***** MATERIAL TO PROCESS
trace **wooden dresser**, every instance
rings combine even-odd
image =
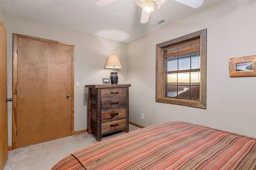
[[[89,88],[88,132],[102,135],[124,130],[129,132],[129,87],[130,84],[85,85]]]

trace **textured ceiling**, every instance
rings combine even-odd
[[[3,13],[128,43],[224,0],[204,0],[196,9],[169,0],[158,9],[155,3],[144,24],[140,23],[142,8],[134,0],[102,6],[95,4],[97,0],[0,0],[0,9]],[[150,26],[162,19],[166,21]]]

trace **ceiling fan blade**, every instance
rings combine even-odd
[[[174,0],[194,8],[200,7],[204,3],[204,0]]]
[[[141,18],[140,19],[140,23],[145,23],[148,21],[150,12],[147,12],[146,11],[142,10],[141,13]]]
[[[117,0],[99,0],[96,1],[95,3],[98,6],[103,6]]]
**********
## TASK TO COMPLETE
Copy all of the lines above word for word, leaving out the pictures.

## FULL OUTPUT
trace **wooden dresser**, every instance
rings combine even-odd
image =
[[[89,88],[88,132],[102,135],[124,130],[129,132],[129,87],[130,84],[85,85]]]

trace **textured ceiling**, every instance
rings combine even-odd
[[[3,13],[128,43],[224,0],[204,0],[196,9],[169,0],[158,9],[155,3],[144,24],[140,23],[142,8],[134,0],[102,6],[95,4],[97,0],[0,0],[0,9]],[[150,26],[162,19],[166,21]]]

trace **ceiling fan blade**, every instance
rings combine even-odd
[[[174,0],[194,8],[200,7],[204,3],[204,0]]]
[[[141,18],[140,19],[140,23],[145,23],[148,21],[150,12],[147,12],[146,11],[142,10],[141,13]]]
[[[117,0],[99,0],[96,1],[95,3],[98,6],[103,6]]]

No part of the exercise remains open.